**Task statement**
Render the part of the records that opens with the line containing "The service MUST return one point per instance of the tiled" and closes with the line containing "Target: cloudy grey sky" as a numbered list, including both of those lines and leaving out any blank lines. List nothing else from the records.

**Dataset**
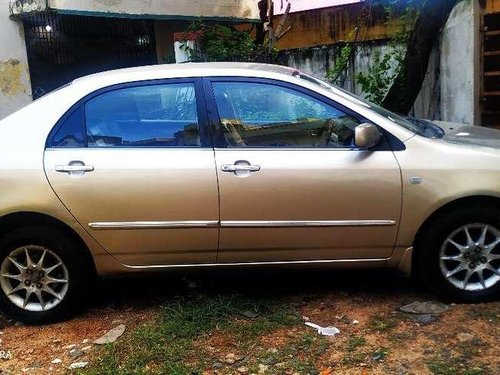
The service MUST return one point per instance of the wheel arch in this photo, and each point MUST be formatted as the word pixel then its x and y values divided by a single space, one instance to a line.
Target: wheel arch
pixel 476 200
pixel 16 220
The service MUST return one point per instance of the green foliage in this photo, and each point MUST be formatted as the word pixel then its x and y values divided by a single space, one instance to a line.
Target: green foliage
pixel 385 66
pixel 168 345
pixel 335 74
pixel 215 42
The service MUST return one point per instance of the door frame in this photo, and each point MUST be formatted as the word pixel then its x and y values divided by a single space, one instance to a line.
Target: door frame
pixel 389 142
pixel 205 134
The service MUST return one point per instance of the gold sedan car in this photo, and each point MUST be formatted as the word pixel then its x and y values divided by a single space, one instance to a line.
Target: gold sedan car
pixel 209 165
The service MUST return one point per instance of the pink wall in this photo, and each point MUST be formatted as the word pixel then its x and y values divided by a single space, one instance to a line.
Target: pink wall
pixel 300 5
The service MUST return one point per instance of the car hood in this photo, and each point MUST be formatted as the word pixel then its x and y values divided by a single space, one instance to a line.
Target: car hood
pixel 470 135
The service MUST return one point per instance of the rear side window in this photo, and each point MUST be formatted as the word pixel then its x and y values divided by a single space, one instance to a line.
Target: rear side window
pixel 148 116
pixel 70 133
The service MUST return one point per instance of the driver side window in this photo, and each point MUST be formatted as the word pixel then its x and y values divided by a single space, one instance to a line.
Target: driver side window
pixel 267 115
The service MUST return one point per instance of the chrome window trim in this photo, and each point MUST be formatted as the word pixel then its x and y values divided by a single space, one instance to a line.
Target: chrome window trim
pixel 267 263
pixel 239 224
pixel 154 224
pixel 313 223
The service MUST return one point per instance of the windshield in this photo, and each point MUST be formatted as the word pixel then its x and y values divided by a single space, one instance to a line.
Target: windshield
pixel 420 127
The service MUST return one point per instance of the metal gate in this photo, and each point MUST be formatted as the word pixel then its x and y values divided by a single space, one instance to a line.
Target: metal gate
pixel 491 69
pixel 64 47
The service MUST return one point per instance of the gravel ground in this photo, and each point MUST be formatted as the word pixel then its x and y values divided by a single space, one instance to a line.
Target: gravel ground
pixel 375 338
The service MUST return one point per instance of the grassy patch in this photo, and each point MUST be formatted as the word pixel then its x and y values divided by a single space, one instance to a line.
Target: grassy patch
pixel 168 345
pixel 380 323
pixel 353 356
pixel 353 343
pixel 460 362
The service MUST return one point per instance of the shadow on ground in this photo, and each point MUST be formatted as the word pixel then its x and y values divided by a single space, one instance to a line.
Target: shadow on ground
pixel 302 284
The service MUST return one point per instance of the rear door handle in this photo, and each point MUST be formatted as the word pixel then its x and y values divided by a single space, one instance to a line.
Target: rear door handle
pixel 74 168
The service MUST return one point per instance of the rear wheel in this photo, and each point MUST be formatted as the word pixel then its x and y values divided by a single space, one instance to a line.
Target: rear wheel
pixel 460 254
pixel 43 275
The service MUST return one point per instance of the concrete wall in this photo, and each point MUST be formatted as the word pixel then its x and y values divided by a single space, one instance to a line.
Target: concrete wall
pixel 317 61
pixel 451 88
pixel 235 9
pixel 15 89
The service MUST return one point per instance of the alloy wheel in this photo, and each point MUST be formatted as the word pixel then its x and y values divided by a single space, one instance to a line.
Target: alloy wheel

---

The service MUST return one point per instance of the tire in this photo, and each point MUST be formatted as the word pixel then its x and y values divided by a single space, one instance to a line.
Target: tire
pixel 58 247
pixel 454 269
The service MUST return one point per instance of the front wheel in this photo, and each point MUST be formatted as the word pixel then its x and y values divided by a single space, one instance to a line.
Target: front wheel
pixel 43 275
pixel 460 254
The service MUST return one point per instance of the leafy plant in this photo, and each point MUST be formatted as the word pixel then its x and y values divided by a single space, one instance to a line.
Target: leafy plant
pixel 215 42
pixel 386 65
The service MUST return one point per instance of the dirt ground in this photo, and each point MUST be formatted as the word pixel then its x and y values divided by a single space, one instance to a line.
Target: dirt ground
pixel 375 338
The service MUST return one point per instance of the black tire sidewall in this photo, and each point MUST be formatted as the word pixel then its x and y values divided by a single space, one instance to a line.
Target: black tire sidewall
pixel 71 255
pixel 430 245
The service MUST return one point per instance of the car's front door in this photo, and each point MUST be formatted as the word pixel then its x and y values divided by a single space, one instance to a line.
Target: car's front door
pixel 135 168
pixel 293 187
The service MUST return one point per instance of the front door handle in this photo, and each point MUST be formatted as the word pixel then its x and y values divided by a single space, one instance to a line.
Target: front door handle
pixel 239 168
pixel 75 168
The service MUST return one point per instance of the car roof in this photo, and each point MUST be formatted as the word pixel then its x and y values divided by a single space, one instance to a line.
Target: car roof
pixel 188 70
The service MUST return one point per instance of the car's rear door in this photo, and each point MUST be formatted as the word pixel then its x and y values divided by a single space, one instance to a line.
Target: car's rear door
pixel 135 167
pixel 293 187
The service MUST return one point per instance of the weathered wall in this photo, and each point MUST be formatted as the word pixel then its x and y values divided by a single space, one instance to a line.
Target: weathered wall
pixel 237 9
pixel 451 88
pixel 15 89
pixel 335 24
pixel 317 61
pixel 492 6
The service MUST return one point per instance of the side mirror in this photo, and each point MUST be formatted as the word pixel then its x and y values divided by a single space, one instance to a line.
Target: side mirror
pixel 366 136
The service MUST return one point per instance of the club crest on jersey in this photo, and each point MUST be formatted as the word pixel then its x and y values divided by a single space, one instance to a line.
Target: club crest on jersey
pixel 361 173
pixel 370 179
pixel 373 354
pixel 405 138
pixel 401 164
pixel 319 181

---

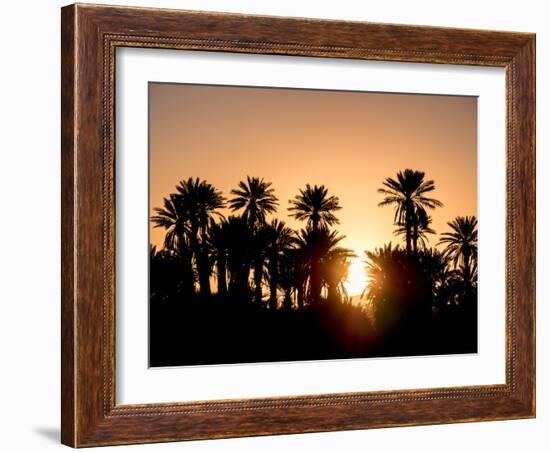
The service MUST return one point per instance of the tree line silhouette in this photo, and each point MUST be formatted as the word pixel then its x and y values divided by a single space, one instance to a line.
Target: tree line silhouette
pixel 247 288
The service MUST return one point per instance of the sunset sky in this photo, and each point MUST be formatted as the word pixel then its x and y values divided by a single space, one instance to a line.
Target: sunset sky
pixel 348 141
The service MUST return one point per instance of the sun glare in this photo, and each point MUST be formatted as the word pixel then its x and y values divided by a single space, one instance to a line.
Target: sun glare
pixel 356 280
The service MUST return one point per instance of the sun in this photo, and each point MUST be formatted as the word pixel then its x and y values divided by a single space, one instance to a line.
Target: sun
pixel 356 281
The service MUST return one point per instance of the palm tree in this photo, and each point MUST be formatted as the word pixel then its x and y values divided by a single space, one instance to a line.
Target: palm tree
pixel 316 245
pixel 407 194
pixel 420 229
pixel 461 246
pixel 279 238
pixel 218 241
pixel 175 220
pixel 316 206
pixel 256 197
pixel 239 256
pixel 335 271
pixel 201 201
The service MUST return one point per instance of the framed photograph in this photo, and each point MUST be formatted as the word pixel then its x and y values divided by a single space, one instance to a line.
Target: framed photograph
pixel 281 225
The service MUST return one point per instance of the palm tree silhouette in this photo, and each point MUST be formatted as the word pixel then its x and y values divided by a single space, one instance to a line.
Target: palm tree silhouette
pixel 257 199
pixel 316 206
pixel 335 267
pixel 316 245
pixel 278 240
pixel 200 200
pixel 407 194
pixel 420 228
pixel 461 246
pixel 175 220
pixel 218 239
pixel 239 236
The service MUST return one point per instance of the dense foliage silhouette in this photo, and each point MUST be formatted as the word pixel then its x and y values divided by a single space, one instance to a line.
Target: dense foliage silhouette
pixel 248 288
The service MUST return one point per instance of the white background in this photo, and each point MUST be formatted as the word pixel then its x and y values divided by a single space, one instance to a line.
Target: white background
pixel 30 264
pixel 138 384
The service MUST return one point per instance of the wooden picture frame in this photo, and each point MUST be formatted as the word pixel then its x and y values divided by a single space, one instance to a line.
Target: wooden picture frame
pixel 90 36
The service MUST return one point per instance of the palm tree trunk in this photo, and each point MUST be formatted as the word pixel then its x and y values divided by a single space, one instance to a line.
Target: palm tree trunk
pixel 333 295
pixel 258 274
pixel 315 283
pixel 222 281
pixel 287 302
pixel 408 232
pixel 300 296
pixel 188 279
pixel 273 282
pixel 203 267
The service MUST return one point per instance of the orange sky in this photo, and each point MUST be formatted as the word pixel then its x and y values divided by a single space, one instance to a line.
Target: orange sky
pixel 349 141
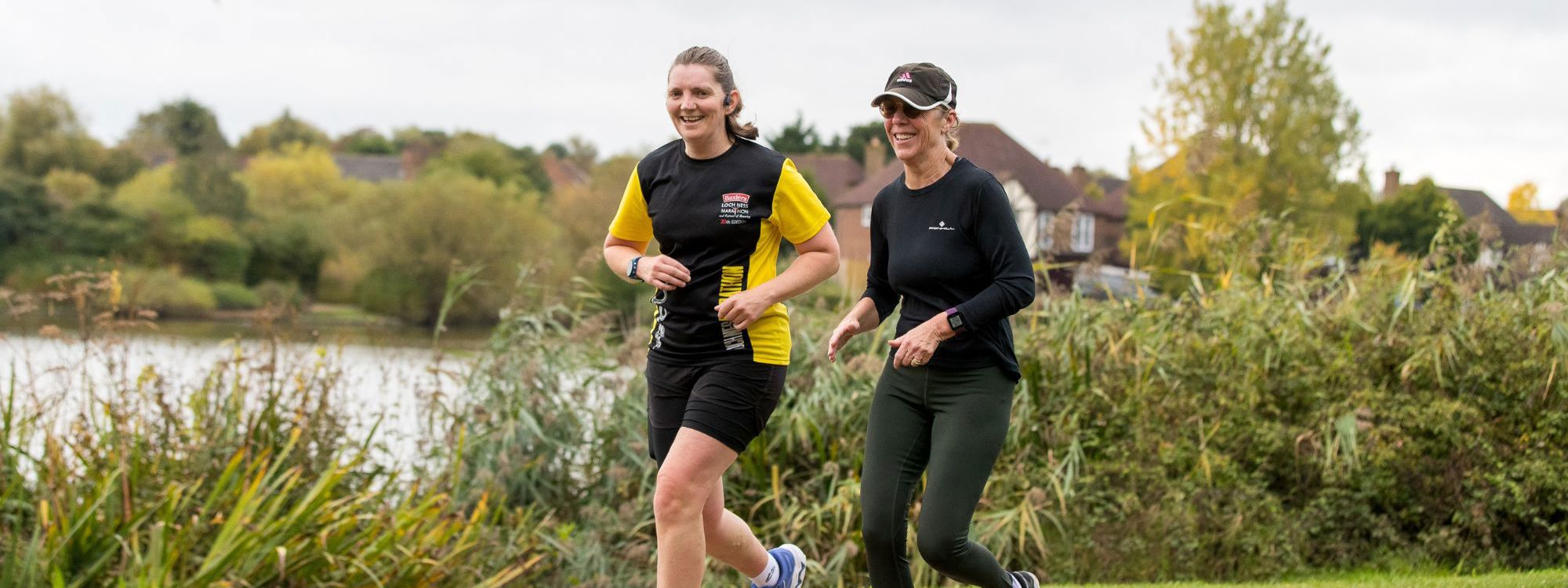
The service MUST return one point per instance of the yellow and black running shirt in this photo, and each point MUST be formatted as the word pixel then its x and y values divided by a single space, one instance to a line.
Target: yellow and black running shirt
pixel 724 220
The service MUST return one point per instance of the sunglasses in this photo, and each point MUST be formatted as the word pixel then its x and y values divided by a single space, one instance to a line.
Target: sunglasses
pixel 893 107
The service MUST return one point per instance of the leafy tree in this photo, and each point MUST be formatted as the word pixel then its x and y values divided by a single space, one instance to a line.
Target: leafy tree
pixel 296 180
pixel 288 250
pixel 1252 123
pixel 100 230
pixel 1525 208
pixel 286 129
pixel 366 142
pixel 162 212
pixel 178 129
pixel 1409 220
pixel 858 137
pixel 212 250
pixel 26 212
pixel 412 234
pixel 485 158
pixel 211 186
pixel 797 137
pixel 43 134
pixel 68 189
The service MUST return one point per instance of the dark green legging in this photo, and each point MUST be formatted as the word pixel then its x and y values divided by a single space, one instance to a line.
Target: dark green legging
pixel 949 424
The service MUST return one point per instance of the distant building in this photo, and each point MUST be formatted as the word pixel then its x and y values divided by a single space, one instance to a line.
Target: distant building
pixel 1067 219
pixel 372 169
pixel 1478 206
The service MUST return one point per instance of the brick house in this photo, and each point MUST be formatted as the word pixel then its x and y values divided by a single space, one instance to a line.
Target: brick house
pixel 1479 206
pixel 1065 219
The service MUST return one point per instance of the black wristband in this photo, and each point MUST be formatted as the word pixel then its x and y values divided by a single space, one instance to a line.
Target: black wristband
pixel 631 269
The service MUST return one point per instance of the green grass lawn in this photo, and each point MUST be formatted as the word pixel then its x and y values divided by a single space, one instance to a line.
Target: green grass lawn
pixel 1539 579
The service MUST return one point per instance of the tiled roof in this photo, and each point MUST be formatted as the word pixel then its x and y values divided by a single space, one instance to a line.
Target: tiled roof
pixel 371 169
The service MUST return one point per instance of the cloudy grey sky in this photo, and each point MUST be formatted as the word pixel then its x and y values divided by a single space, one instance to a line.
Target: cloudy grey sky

**Complete output**
1. The service MUST return one point per instance of the tiled roof in this photo, and each point MUST be formatted as the word pixel then its x and y values divided by a single space, one instance to a line.
2. Target: tiled roof
3. pixel 371 169
4. The service MUST return one point per instance of the cloudy grey sky in this photo, and each point MUST be formatted as the word pixel then its x and y values divided by a single space, one instance to a line.
5. Target: cloudy grey sky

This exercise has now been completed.